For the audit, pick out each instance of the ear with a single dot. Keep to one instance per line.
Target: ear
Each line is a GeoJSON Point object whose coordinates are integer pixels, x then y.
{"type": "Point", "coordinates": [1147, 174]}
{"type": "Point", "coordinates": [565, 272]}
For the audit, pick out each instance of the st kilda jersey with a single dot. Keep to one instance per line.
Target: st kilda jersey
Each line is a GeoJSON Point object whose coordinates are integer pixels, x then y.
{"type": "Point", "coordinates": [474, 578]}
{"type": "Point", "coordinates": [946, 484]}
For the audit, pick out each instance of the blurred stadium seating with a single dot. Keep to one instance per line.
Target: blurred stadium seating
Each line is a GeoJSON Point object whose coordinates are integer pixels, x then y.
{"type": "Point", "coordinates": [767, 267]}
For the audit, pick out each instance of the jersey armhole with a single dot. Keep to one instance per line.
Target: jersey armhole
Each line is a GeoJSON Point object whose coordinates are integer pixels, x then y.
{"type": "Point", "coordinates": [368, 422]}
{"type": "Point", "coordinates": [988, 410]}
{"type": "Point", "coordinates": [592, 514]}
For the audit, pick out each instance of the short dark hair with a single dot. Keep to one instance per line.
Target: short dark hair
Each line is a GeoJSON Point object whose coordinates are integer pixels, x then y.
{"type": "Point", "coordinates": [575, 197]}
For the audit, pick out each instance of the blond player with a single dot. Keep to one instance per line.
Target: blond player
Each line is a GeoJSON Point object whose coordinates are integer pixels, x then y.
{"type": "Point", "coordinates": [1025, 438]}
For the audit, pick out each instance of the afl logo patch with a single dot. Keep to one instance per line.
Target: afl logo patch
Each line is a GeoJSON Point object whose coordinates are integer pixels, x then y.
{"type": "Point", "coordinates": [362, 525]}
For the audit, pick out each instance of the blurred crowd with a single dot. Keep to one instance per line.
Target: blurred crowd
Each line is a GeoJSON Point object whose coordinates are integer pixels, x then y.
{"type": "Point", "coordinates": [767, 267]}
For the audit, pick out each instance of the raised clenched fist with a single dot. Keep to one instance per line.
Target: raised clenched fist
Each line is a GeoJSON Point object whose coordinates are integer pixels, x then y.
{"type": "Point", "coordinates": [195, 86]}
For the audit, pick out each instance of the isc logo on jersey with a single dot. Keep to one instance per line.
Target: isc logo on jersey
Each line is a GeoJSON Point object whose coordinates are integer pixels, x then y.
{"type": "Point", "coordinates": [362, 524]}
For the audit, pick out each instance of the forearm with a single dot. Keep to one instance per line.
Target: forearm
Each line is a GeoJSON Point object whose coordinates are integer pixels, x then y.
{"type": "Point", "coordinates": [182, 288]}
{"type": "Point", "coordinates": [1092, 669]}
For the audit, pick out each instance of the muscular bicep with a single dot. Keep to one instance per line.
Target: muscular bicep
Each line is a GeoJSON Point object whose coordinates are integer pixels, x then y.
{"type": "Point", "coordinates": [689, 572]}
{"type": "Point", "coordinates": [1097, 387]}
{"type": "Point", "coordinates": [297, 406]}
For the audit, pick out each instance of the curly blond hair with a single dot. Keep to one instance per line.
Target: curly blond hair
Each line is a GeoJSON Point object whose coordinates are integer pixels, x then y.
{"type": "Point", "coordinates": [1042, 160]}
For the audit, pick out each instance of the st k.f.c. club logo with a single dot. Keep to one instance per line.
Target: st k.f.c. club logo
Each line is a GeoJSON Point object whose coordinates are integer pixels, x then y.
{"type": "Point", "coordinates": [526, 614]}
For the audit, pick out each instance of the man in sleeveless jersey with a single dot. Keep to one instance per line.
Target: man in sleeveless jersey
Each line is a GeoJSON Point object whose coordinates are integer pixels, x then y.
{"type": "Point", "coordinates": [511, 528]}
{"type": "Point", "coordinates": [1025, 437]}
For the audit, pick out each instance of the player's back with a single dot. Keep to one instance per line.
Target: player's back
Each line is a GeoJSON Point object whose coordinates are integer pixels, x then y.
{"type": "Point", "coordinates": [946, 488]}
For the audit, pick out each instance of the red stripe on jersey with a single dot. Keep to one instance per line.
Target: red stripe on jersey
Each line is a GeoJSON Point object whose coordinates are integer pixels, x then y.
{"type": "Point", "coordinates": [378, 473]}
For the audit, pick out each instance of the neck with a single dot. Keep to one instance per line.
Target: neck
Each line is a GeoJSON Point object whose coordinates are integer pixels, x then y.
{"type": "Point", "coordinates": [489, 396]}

+ + + +

WORK REQUEST. Reproduce the listing in full. Keep it exactly as written.

PROBLEM SOLUTION.
For the audit, pick out each instance of the ear with a single dot. Keep to one instance per line.
Target: ear
Each line is a GeoJSON Point object whose coordinates are integer pixels, x then y.
{"type": "Point", "coordinates": [1147, 174]}
{"type": "Point", "coordinates": [565, 272]}
For the audit, pick out each instance of the st kilda jersey with a single dot. Keep to one instance per line.
Target: st kilda jersey
Each line is a GeoJSON Point object whose coordinates are integer pixels, x then y.
{"type": "Point", "coordinates": [474, 578]}
{"type": "Point", "coordinates": [946, 484]}
For the audit, pick out each instance of the blurred stadium seating with a single dot. Keep to one instance per line.
Target: blurred stadium seating
Each line is a GeoJSON Point object whose coordinates are integer pixels, x then y.
{"type": "Point", "coordinates": [767, 267]}
For the audit, pick out each instance of the jersey armhole with a single dot. Keep to one instance per line.
Target: jersey armhole
Each line is a GeoJSON Point object whose coordinates are integer pixels, x then y.
{"type": "Point", "coordinates": [368, 422]}
{"type": "Point", "coordinates": [988, 410]}
{"type": "Point", "coordinates": [592, 514]}
For the audit, pick out each instance of the short dark hair with a single dot. Keep to one instance per line.
Target: short dark hair
Each line is a GeoJSON Point object whose coordinates are integer pixels, x then y.
{"type": "Point", "coordinates": [575, 197]}
For the audit, pick out each instance of the blond player with a single dot. Keep to one instance per line.
Target: blond player
Each line is a GeoJSON Point object whose coordinates are integer pixels, x then y.
{"type": "Point", "coordinates": [1025, 438]}
For the audit, pick out each instance of the afl logo patch with a single dot. Keep to one instance per line.
Target: afl logo patch
Each line is a GeoJSON Point object whose coordinates are integer pixels, x then y.
{"type": "Point", "coordinates": [362, 525]}
For the audit, pick out each instance of the blurred crowd with a single dot. Keep to one instance per line.
Target: blurred crowd
Each line is a GeoJSON Point object whose coordinates are integer pixels, x then y.
{"type": "Point", "coordinates": [767, 267]}
For the audit, pick out each instance of the raised clenched fist with a single dot. Keep to one instance per line.
Target: raised clenched fist
Each line is a GeoJSON Point object whose coordinates are integer pixels, x then y.
{"type": "Point", "coordinates": [195, 86]}
For the audit, pick out each instance of the isc logo on jersey with a single dot. Keep to one instance per line.
Target: isc logo on jersey
Each line is a GeoJSON Point object whose coordinates are integer pixels, x then y.
{"type": "Point", "coordinates": [362, 524]}
For the audit, pick out each instance of the forearm with a single dot. Keep to one instance per line.
Target: forearm
Each line is a GeoJSON Point object whose coordinates are integer pixels, x then y.
{"type": "Point", "coordinates": [182, 288]}
{"type": "Point", "coordinates": [1092, 669]}
For the audit, pick out each instance of the muscular bicep with a single dot. Keep to one instance per line.
Target: muscular bicep
Each line is a GeoJSON Point object whose coordinates are integer pixels, x then y.
{"type": "Point", "coordinates": [689, 572]}
{"type": "Point", "coordinates": [1097, 387]}
{"type": "Point", "coordinates": [297, 406]}
For the audit, pick out each instance of the curly blond hair with a single dot. Keep to one instance per line.
Target: curly blond hair
Each line is a GeoJSON Point object whose coordinates are integer pixels, x then y.
{"type": "Point", "coordinates": [1042, 160]}
For the audit, pick out each instance of the st k.f.c. club logo with a single dot. Keep to one instance per line.
Target: st k.f.c. club logo
Each line is a GeoJSON Point object whose coordinates are integer pixels, x then y.
{"type": "Point", "coordinates": [526, 614]}
For the audit, pick out each instance of the man in sleeveless jersey with a single dot. Keep to one instance per line.
Target: man in sleeveless jersey
Each line is a GeoJSON Point object whose coordinates are integer pixels, x then y.
{"type": "Point", "coordinates": [511, 528]}
{"type": "Point", "coordinates": [1025, 437]}
For the audit, pick out each instance of the player's back with a single dot. Keep to one instance per line.
Target: player's back
Each line is a GeoJSON Point object whose coordinates are integer pixels, x then y.
{"type": "Point", "coordinates": [946, 488]}
For the audit, pick out each instance of the red stripe on jersey with a single dot. Keep to one instance per line.
Target: red stripe on jersey
Each line is a GeoJSON Point object whose coordinates are integer pixels, x then y.
{"type": "Point", "coordinates": [378, 473]}
For the audit, pick out each instance of the neck with a single dot. Keep to one instance per line.
Target: neck
Each line is a GeoJSON Point object whose coordinates are integer pixels, x then y.
{"type": "Point", "coordinates": [489, 396]}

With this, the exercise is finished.